TEXT UNDER STUDY:
BEGIN

In order for this vision to be realised, healthcare providers (HCPs) and patients alike will need access to high-tech tools that enable them to “convert” genetic knowledge into effective clinical decisions. AI will be the key to this, as it will allow for increased specialisation around diagnosing and predicting disease and risk patterns. This will, in turn, facilitate HCPs becoming deeply specialized. It will also enable patients to take a more active role in their own care. In the near future, we anticipate that AI will evolve into digital assistants that are able to provide individuals with personalised health advice, and that these AI-based digital assistants will also be able to produce tailored medicines, cosmetics, food, clothing, and other personalised services.
One of the major challenges arising from this new era of personalised medicine is that it will require the collection of a significant amount of information about individuals, including sensitive healthcare information. It is, of course, imperative that this information be safeguarded and protected. We need to be urgently addressing questions around how we can balance the need to share health information with the right to privacy and how we can provide personalized products without the user losing control over their own personal data. There is also uncertainty about whether our technology has the capacity to create intelligent systems that understand the risks to an individual’s health and are able to take clinically robust decisions on the acceptability of risk and the prioritisation of treatments. There is really one burning question underlying all of these: Can we have enough faith in AI and certainty in its reliability to trust it with our lives?
Certainly, we should not proceed with blind trust in AI systems. Indeed, we are not doing so. Across the world and in the EU, legislative steps are currently underway to regulate the way in which AI interacts with health data. However, allowing AI to make decisions about our health is something that goes beyond procedures and regulations to raise deep and overarching questions of ethics. We anticipate such ethical questions will be discussed in great detail over the coming decade.

END

EXERCISE SET:
1. Reproduce the passage on AI and personalized medicine between "Certainly, we should" and "the coming decade.", inclusive.
2. Write the next part of the passage on AI and personalized medicine, starting after its final sentence.
The items that come after the passage on AI and personalized medicine are separate material from it.

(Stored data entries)
BEGIN

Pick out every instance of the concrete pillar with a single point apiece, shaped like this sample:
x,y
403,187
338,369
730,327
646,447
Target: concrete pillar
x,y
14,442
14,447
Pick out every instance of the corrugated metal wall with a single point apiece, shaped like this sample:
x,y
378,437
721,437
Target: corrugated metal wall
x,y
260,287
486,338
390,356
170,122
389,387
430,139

END
BEGIN

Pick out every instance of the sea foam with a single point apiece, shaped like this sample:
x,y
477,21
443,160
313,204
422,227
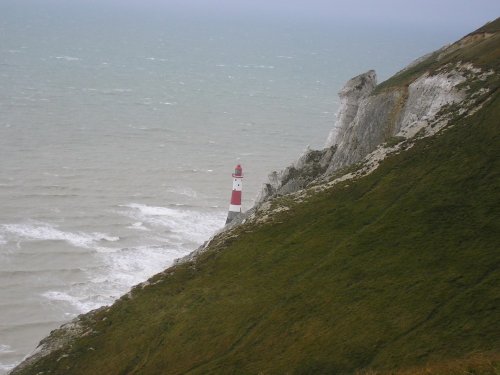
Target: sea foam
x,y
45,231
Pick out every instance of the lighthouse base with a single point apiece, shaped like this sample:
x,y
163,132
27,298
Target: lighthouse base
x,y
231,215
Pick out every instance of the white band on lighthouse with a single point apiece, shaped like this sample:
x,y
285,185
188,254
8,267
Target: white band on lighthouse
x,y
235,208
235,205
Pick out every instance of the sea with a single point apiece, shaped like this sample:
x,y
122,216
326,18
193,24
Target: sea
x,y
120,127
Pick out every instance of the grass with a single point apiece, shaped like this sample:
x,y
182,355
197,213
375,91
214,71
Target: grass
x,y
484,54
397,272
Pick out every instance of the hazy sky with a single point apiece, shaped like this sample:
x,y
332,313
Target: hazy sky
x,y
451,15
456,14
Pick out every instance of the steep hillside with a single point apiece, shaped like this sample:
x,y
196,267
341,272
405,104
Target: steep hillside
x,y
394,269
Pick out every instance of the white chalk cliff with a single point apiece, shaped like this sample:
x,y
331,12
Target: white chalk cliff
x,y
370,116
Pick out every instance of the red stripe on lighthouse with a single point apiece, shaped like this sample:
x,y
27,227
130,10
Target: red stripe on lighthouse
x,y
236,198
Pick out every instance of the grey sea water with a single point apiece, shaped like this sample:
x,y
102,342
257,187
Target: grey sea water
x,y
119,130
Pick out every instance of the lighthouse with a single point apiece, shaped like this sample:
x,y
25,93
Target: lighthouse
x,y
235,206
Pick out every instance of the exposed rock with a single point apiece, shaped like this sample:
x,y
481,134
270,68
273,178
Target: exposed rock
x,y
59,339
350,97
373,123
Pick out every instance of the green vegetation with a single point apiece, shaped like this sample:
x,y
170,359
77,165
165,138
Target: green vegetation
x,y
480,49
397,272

END

ANSWERS BY ITEM NUMBER:
1.
Certainly, we should not proceed with blind trust in AI systems. Indeed, we are not doing so. Across the world and in the EU, legislative steps are currently underway to regulate the way in which AI interacts with health data. However, allowing AI to make decisions about our health is something that goes beyond procedures and regulations to raise deep and overarching questions of ethics. We anticipate such ethical questions will be discussed in great detail over the coming decade.

2.
The most important factor for an investor — aside from the strength of a target’s team and the viability of its product — is the level of certainty about the likelihood of its product being a success. Investors will want to gauge the evidence which a target has gathered to demonstrate that its customers, or potential customers, trust and are willing to pay for its product.
The bedrock for doing so is to comprehensively demonstrate to investors that the product has the relevant certifications and approvals demonstrating its reliability and safety. But potential investors will also want to see evidence of wider market research conducted to show that there are a significant number of customers with an unresolved (or unknown) problem which the product addresses and who are willing and able to pay for it.
Origen produces personalised medicine products, and this means that in order to secure funding rounds, we needed to convince our investors about the validity of our research into wider market questions, such as how genetic information affect your health and how professionals might use enhanced availability of genetic information to improve their decision making. For example, at a micro level, we demonstrated that knowledge of the way in which a patient’s genetic makeup predisposes them to metabolise a drug can enable it to be prescribed more accurately. At a macro level, we convinced our investors that the availability of reliable, rigorously verified genetic information for use in daily clinical practice has the potential to create a sea of change in the delivery of healthcare.